===== 所给信息

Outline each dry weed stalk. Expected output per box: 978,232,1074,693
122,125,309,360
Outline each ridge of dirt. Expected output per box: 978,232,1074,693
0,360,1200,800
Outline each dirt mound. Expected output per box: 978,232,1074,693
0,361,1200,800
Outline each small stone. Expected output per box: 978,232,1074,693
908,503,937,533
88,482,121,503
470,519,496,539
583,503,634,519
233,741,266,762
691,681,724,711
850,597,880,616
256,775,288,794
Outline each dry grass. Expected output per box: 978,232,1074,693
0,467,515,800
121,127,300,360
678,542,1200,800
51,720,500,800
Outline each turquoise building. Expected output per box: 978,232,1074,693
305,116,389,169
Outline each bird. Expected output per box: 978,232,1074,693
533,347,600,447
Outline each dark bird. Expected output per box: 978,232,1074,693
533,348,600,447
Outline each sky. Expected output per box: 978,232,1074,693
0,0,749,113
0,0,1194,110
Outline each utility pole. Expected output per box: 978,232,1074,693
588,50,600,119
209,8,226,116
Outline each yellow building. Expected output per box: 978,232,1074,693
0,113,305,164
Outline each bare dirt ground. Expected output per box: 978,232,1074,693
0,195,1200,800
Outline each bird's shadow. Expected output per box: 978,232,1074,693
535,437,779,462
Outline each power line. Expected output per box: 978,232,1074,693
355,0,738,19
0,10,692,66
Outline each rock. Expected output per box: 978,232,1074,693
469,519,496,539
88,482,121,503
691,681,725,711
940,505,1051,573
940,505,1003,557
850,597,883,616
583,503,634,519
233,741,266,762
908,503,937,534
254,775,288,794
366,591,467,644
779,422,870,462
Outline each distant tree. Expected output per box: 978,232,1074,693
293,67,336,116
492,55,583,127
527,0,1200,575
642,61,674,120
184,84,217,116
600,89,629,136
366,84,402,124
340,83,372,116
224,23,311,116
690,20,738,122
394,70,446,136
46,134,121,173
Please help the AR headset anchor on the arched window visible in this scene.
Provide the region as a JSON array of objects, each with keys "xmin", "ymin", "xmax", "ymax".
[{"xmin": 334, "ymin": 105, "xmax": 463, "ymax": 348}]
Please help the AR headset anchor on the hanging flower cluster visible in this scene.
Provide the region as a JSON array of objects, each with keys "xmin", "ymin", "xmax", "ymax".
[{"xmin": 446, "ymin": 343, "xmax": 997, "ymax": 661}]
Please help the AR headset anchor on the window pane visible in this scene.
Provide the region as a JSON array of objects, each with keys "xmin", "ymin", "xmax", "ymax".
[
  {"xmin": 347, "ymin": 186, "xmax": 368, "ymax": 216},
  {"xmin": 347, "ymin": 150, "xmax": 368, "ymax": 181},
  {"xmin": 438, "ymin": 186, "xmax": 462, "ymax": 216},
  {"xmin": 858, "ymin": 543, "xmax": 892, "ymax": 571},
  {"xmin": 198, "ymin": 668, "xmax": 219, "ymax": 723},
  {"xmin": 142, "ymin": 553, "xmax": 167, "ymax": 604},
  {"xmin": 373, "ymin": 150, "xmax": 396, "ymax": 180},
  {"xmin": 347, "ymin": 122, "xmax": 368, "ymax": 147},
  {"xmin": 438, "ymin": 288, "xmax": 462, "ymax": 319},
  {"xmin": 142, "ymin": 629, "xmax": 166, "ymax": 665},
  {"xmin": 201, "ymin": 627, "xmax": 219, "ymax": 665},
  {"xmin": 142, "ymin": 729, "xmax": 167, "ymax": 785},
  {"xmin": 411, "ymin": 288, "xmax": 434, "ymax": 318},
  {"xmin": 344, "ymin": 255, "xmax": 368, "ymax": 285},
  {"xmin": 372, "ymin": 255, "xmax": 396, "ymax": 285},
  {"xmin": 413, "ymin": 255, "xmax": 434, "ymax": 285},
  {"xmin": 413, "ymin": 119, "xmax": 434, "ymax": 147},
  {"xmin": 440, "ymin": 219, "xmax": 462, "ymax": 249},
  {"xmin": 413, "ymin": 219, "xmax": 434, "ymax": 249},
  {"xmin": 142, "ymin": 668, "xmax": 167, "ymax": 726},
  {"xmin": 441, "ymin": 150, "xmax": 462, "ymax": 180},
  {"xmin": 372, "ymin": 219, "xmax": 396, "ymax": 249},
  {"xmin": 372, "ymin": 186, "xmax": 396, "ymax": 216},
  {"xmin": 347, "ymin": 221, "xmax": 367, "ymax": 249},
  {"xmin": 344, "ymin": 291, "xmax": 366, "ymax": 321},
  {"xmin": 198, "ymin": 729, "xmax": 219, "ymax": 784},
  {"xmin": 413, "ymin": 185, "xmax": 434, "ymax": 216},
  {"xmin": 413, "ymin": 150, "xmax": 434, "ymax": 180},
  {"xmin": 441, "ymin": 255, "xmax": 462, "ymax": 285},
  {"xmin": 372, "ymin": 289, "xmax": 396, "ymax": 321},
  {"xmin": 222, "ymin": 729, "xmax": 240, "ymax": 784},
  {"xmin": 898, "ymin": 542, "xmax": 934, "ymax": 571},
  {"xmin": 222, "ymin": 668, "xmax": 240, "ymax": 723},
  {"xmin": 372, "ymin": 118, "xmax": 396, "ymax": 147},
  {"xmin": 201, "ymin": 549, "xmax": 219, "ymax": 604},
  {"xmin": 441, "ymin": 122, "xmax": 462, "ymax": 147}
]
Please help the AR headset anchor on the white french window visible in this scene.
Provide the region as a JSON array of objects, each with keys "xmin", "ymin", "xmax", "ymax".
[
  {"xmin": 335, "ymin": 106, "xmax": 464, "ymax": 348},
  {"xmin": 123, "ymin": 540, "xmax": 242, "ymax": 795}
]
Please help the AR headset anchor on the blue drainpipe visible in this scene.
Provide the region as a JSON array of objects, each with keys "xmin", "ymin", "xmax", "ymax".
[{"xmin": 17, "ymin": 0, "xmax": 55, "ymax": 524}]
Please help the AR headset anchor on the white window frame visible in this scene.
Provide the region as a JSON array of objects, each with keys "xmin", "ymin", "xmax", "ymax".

==========

◆ **练习目标**:
把上面的全部记录逐字重抄一遍，不要做任何改动。

◆ **正确结果**:
Outline each dry weed stalk. Expected output per box: 978,232,1074,693
122,125,309,360
Outline each ridge of dirt. Expected output per box: 978,232,1074,693
0,360,1200,800
Outline each dirt mound. Expected output per box: 978,232,1074,693
0,361,1200,800
Outline each small stone. Expected output per box: 978,232,1074,693
908,503,937,533
88,482,121,503
470,519,496,539
583,503,634,519
233,741,266,762
691,681,724,711
850,597,880,616
256,775,288,794
Outline each dry grass. Expected output per box: 978,232,1074,693
0,467,515,800
121,127,300,360
678,542,1200,800
51,720,500,800
Outline each turquoise building. Expected output per box: 978,232,1074,693
305,116,389,169
Outline each bird. Expected output per box: 978,232,1074,693
533,347,600,447
Outline each dark bird. Expected output per box: 978,232,1074,693
533,348,600,447
Outline each sky. Expected output per box: 978,232,1074,693
0,0,749,113
0,0,1194,110
Outline each utility pole. Expected output per box: 978,232,1074,693
588,50,600,119
209,8,226,116
Outline each yellow building. Expected output per box: 978,232,1074,693
0,113,305,164
Outline each bare dirt ground. Expected output per box: 978,232,1074,693
0,195,1200,800
Outline each bird's shadow. Expected output per box: 978,232,1074,693
535,437,779,462
Outline each power line. Expected output per box: 978,232,1074,693
355,0,738,19
0,10,692,66
Outline each rock. Expected output per box: 978,232,1074,693
469,519,496,539
88,482,121,503
691,681,725,711
940,505,1051,573
940,505,1003,557
850,597,883,616
583,503,634,519
233,741,266,762
908,503,937,534
254,775,288,794
366,591,467,644
779,422,870,462
Outline each distant tree. Expected output per box: 978,232,1074,693
293,67,336,116
492,55,583,127
527,0,1200,575
642,61,674,120
184,84,217,116
600,89,629,136
366,84,402,124
340,83,372,116
224,23,311,116
690,20,738,122
394,70,446,136
46,134,121,173
Please help the AR headset anchor on the arched window visible in this scene.
Provide the region as a JSON array of objects, each with keys "xmin", "ymin", "xmax", "ymax".
[{"xmin": 334, "ymin": 105, "xmax": 463, "ymax": 348}]
Please help the AR headset anchor on the hanging flower cluster visible in this scene.
Provide the region as a JSON array of objects, each with keys "xmin", "ymin", "xmax", "ymax".
[{"xmin": 446, "ymin": 343, "xmax": 997, "ymax": 661}]
Please help the AR headset anchor on the window pane visible in this scene.
Provide the region as a JSON array of objects, each with keys "xmin", "ymin", "xmax", "ymax".
[
  {"xmin": 347, "ymin": 186, "xmax": 368, "ymax": 216},
  {"xmin": 347, "ymin": 150, "xmax": 368, "ymax": 181},
  {"xmin": 438, "ymin": 186, "xmax": 462, "ymax": 216},
  {"xmin": 858, "ymin": 543, "xmax": 892, "ymax": 571},
  {"xmin": 198, "ymin": 668, "xmax": 219, "ymax": 723},
  {"xmin": 142, "ymin": 553, "xmax": 167, "ymax": 604},
  {"xmin": 373, "ymin": 150, "xmax": 396, "ymax": 180},
  {"xmin": 347, "ymin": 122, "xmax": 368, "ymax": 147},
  {"xmin": 438, "ymin": 288, "xmax": 462, "ymax": 319},
  {"xmin": 142, "ymin": 629, "xmax": 166, "ymax": 665},
  {"xmin": 201, "ymin": 627, "xmax": 219, "ymax": 665},
  {"xmin": 142, "ymin": 729, "xmax": 167, "ymax": 785},
  {"xmin": 411, "ymin": 288, "xmax": 434, "ymax": 318},
  {"xmin": 344, "ymin": 255, "xmax": 368, "ymax": 285},
  {"xmin": 372, "ymin": 255, "xmax": 396, "ymax": 285},
  {"xmin": 413, "ymin": 255, "xmax": 434, "ymax": 285},
  {"xmin": 413, "ymin": 119, "xmax": 434, "ymax": 147},
  {"xmin": 440, "ymin": 219, "xmax": 462, "ymax": 249},
  {"xmin": 413, "ymin": 219, "xmax": 434, "ymax": 249},
  {"xmin": 142, "ymin": 668, "xmax": 167, "ymax": 726},
  {"xmin": 441, "ymin": 150, "xmax": 462, "ymax": 180},
  {"xmin": 372, "ymin": 219, "xmax": 396, "ymax": 249},
  {"xmin": 372, "ymin": 186, "xmax": 396, "ymax": 216},
  {"xmin": 347, "ymin": 221, "xmax": 367, "ymax": 249},
  {"xmin": 344, "ymin": 291, "xmax": 366, "ymax": 321},
  {"xmin": 198, "ymin": 729, "xmax": 219, "ymax": 784},
  {"xmin": 413, "ymin": 185, "xmax": 434, "ymax": 216},
  {"xmin": 413, "ymin": 150, "xmax": 434, "ymax": 180},
  {"xmin": 441, "ymin": 255, "xmax": 462, "ymax": 285},
  {"xmin": 372, "ymin": 289, "xmax": 396, "ymax": 321},
  {"xmin": 222, "ymin": 729, "xmax": 240, "ymax": 784},
  {"xmin": 898, "ymin": 542, "xmax": 934, "ymax": 571},
  {"xmin": 222, "ymin": 668, "xmax": 240, "ymax": 723},
  {"xmin": 372, "ymin": 118, "xmax": 396, "ymax": 147},
  {"xmin": 201, "ymin": 549, "xmax": 219, "ymax": 604},
  {"xmin": 441, "ymin": 122, "xmax": 462, "ymax": 147}
]
Please help the AR headset anchor on the white french window visible in this scene.
Provide the region as a JSON array of objects, each with keys "xmin", "ymin", "xmax", "ymax".
[
  {"xmin": 335, "ymin": 106, "xmax": 464, "ymax": 348},
  {"xmin": 123, "ymin": 540, "xmax": 242, "ymax": 795}
]
Please help the AR headset anchor on the blue drainpipe visible in this scene.
Provide the region as a JSON array of objects, each with keys "xmin", "ymin", "xmax", "ymax".
[{"xmin": 17, "ymin": 0, "xmax": 55, "ymax": 524}]
Please help the AR headset anchor on the white window frame visible in this scene.
Provide the region as a JSON array of objects, each with keys "xmin", "ymin", "xmax", "ymax".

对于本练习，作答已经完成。